#### TASK INSTRUCTIONS
Within the records, which lines hold the string "after"? Report each one by copying it.

#### DATA IN THIS EXERCISE
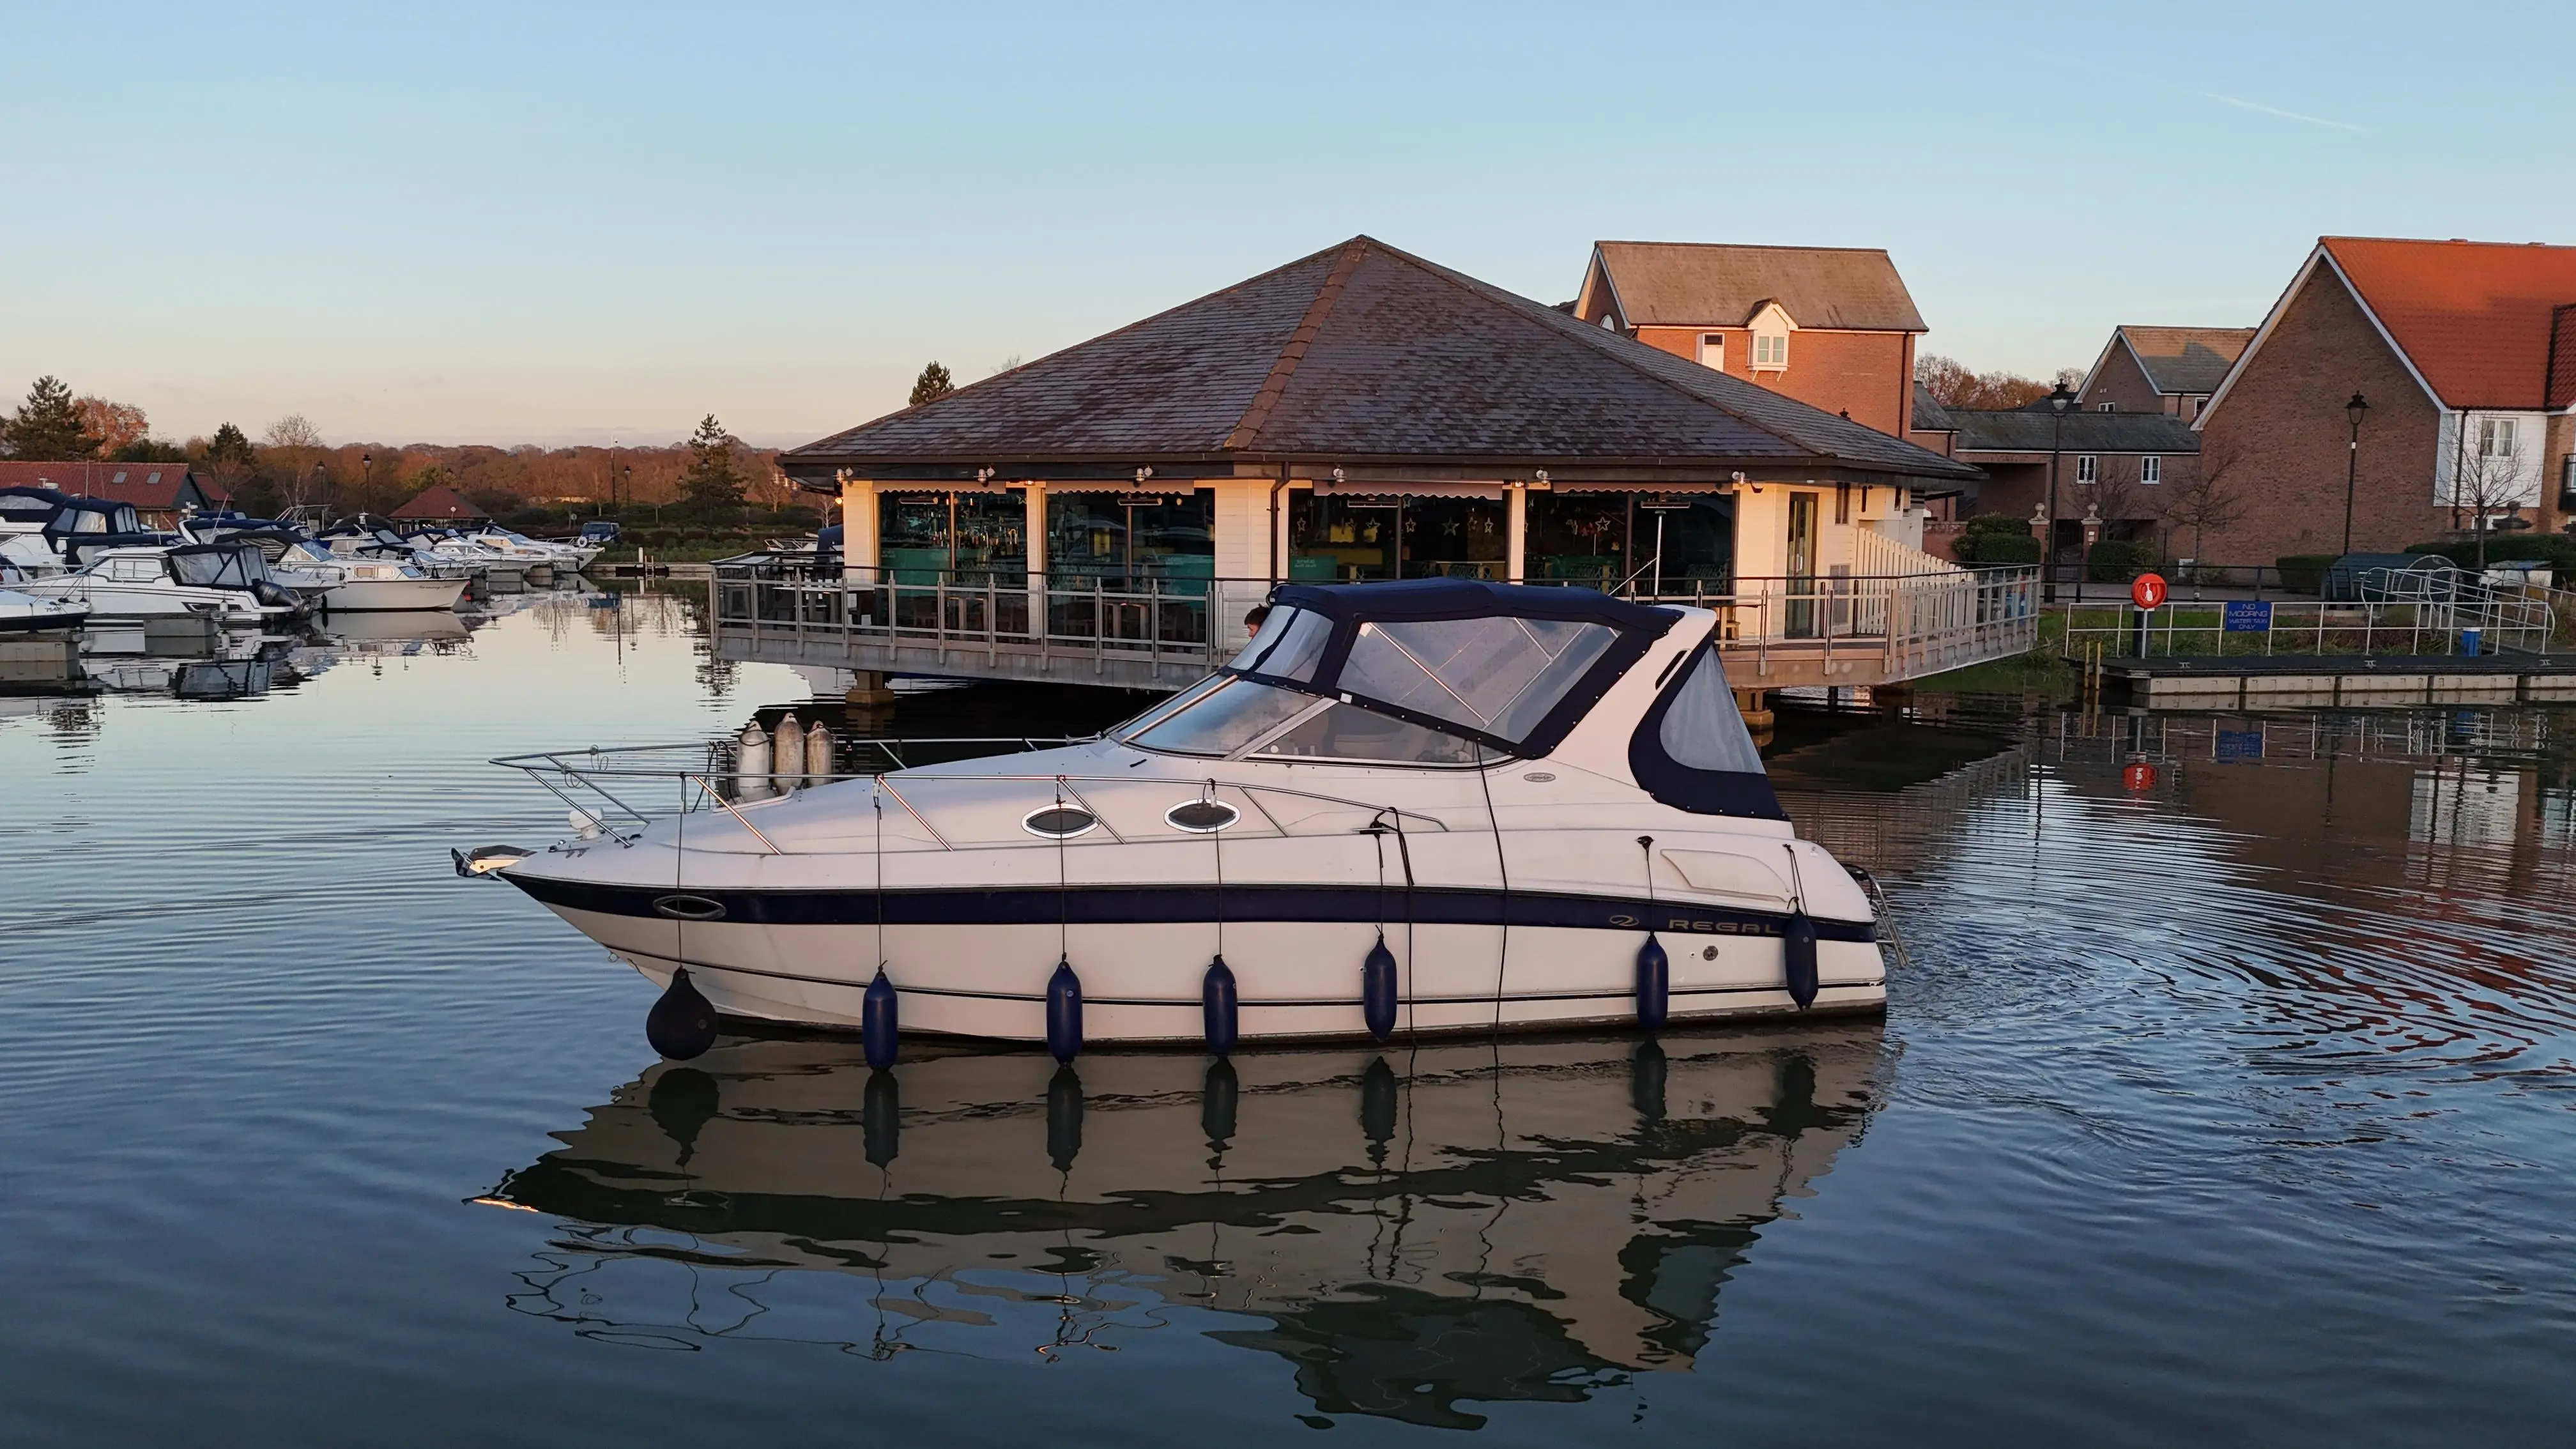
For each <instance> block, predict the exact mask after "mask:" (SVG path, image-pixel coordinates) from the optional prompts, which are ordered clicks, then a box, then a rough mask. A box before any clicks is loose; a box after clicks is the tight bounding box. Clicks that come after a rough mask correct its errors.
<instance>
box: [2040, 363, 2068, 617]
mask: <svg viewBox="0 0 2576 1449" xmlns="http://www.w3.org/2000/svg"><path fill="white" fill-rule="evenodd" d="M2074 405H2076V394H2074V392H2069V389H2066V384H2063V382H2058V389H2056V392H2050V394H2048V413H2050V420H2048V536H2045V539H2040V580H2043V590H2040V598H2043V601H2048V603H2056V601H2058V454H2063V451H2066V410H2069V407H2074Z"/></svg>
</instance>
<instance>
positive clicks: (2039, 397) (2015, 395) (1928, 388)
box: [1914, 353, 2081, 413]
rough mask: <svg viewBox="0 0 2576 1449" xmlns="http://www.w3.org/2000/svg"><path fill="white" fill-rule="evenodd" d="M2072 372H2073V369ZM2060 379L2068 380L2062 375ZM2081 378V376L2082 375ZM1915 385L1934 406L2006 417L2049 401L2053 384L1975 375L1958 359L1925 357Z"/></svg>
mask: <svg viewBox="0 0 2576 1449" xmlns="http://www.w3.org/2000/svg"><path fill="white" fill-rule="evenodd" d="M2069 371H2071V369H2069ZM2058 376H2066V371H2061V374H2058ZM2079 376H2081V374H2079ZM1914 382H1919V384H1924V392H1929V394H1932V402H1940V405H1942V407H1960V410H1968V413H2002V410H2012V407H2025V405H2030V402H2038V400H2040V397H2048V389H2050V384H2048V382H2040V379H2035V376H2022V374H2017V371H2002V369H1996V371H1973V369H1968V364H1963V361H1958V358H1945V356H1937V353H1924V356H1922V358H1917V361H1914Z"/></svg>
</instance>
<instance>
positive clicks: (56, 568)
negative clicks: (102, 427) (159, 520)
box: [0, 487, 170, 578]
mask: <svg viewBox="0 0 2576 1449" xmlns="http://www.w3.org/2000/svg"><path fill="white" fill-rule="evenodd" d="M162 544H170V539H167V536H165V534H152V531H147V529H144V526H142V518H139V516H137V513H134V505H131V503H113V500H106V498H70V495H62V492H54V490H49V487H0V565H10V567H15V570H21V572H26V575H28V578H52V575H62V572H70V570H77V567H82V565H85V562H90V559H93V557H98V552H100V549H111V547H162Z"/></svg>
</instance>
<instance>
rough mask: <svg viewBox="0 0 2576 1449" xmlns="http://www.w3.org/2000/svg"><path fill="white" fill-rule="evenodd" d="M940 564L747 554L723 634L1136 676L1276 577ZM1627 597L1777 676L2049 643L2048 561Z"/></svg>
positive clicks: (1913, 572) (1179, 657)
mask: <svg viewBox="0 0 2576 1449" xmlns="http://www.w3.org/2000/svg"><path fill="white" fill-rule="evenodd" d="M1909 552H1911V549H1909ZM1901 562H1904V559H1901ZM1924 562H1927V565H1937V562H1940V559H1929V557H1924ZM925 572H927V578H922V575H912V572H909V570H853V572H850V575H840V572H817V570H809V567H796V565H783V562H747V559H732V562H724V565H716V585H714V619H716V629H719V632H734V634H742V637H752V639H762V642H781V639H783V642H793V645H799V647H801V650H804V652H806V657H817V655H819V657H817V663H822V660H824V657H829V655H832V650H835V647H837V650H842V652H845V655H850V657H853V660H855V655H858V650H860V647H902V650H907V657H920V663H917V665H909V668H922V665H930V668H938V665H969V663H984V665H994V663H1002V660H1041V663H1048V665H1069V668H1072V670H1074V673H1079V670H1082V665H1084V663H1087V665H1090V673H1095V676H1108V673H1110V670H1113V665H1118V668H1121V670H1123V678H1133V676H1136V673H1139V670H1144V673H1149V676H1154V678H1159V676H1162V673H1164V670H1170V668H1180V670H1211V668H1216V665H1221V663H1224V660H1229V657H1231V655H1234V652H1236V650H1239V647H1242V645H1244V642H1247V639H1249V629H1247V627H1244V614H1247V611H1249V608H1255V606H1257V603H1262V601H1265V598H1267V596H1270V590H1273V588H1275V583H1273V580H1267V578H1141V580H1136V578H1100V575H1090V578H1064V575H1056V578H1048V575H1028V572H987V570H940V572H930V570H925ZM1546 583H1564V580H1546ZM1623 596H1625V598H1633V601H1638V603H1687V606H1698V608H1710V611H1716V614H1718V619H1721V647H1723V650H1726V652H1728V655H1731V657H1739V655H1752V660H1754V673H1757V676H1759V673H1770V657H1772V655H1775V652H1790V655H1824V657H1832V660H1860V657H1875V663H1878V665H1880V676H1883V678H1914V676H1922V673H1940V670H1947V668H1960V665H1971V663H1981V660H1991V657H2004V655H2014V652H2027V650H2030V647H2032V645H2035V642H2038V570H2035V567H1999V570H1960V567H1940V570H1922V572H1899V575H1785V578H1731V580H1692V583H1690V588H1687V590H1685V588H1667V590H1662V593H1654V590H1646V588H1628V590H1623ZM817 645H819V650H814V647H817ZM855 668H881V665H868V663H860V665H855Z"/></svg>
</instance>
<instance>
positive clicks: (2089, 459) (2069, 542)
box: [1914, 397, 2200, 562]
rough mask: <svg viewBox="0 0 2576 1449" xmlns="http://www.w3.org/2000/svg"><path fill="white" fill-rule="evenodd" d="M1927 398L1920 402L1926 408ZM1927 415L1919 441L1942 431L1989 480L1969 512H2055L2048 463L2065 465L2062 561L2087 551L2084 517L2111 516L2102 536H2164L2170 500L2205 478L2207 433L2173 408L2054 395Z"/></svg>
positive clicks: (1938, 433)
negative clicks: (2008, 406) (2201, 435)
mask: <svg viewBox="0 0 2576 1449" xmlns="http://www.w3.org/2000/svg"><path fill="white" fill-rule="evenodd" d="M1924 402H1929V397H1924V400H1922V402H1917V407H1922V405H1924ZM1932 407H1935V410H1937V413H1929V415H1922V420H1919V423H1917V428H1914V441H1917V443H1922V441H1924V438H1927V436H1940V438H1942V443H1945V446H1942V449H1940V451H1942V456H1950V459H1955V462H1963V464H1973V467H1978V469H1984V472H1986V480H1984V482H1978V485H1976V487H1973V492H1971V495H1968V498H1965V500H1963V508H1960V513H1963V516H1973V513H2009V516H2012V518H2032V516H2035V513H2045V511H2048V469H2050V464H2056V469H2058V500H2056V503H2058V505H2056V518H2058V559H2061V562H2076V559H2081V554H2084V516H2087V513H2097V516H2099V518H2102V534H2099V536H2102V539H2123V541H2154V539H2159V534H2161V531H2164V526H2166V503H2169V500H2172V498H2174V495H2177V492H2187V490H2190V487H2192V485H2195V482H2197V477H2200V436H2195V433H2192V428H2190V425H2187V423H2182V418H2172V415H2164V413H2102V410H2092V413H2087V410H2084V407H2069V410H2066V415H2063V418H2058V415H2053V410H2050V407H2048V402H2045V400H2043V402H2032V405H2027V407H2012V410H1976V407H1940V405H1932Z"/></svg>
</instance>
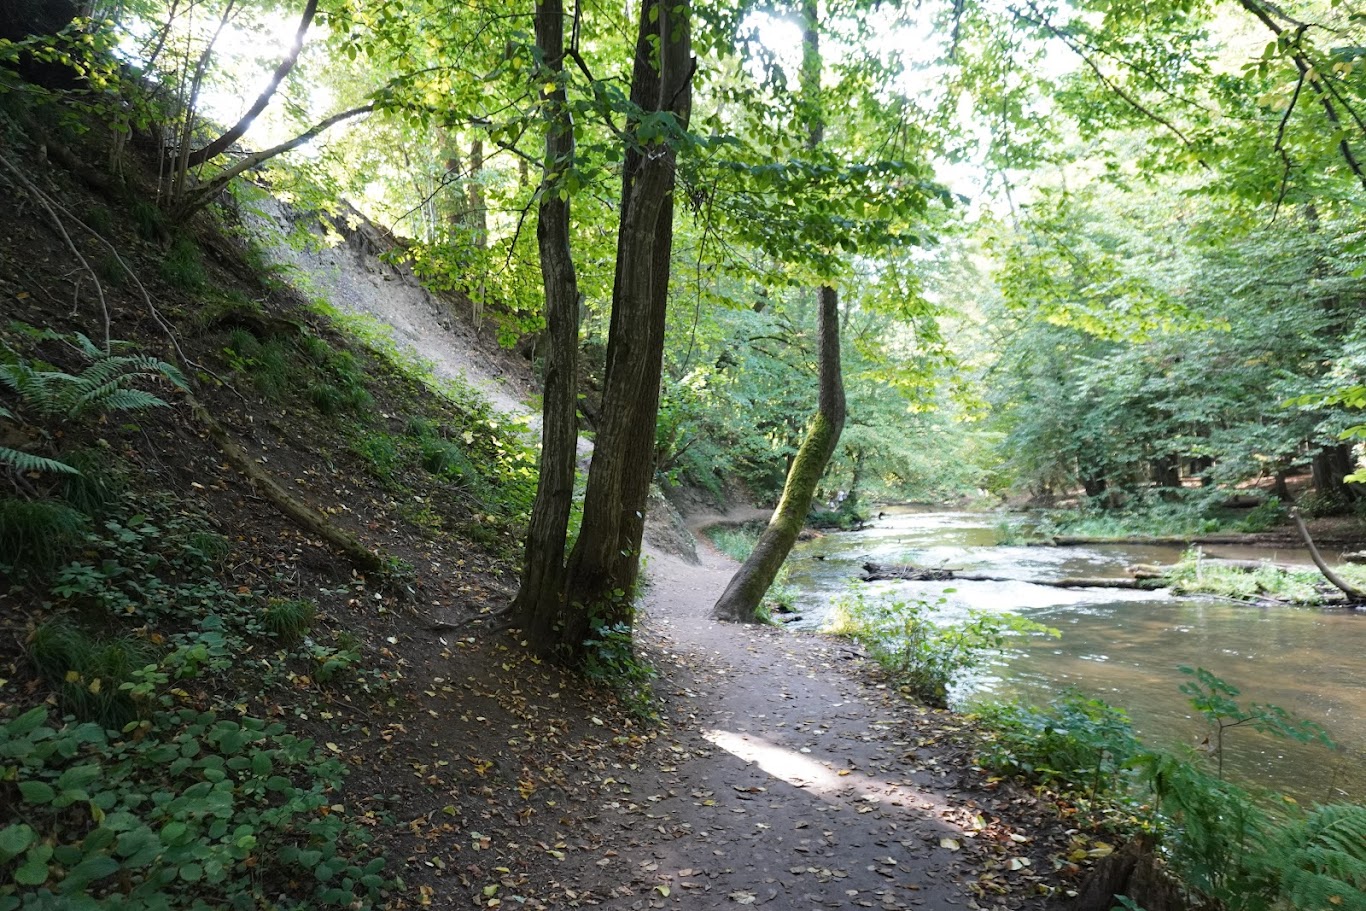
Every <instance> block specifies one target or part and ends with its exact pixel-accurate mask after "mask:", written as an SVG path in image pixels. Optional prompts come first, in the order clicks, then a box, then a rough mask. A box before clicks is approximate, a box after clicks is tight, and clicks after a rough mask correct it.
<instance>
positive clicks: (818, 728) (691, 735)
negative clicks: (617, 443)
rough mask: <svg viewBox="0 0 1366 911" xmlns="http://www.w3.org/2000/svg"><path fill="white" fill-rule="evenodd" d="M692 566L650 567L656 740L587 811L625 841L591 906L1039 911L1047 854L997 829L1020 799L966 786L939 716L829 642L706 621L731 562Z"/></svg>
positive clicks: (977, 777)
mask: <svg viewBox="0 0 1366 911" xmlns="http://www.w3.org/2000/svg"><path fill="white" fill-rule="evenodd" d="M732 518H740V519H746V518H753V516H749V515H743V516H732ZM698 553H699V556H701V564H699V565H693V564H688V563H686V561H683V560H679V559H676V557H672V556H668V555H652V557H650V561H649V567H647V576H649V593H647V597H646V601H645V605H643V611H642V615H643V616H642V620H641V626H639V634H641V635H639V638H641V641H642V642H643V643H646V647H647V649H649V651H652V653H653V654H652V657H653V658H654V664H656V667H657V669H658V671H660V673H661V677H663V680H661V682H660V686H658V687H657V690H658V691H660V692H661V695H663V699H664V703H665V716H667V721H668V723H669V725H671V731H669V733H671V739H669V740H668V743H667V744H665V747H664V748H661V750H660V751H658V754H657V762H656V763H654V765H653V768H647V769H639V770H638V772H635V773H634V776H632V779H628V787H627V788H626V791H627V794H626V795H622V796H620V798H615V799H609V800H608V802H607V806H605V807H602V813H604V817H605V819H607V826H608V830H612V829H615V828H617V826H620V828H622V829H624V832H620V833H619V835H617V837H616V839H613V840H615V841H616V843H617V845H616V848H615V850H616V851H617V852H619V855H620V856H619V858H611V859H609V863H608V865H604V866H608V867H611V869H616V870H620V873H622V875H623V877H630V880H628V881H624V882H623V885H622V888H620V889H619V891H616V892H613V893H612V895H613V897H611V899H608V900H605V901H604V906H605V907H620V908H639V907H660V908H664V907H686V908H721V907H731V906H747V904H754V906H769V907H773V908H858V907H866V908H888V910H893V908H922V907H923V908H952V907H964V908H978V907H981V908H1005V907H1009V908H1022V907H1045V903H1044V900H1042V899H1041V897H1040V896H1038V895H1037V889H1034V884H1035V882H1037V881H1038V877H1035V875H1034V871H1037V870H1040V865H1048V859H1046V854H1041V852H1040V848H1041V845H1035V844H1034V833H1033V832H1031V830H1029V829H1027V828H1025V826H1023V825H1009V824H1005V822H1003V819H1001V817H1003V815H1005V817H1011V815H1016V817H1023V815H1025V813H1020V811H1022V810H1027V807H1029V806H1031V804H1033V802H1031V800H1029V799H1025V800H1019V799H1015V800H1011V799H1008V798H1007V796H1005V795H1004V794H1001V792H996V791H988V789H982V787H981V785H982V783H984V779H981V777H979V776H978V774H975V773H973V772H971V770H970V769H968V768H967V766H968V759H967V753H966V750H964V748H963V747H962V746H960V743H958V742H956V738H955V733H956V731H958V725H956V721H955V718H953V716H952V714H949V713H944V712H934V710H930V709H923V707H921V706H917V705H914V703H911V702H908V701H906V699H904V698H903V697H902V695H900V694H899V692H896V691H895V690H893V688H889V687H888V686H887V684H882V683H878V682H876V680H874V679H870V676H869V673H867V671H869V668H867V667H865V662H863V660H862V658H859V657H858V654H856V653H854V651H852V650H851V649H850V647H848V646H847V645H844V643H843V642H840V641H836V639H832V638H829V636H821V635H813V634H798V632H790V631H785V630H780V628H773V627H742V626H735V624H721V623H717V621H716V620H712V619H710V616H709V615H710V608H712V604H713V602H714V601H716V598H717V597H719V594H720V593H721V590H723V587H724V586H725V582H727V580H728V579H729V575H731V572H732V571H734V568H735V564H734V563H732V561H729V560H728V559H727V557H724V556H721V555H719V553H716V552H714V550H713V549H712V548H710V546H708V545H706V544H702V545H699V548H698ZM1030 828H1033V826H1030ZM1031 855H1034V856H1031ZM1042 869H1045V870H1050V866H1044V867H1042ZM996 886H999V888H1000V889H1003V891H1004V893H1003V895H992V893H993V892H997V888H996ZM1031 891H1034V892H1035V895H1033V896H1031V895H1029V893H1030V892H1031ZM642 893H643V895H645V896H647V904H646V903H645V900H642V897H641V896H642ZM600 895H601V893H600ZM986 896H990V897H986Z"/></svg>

#### WRITTEN SOLUTION
For each <instance> block, predict the exact mask after "mask:" (SVG path, image-pixel coordinates) from the optional prompts, which are ordered clicks, then a box, then a rough mask. A box before any clicks is loose; a box after clicks is the tight bounding box. Clicks that come after a rough mask correct its errors.
Every <instance> block specifies one target or part and ends with its exact pixel-accurate mask after "mask:", written as an SVG path in image pixels. Optional prompts come first, in the order clicks, then a box, then a rough mask. A box before clicks is approximate, a box after clicks is tight, and clicks after a rough mask correct it.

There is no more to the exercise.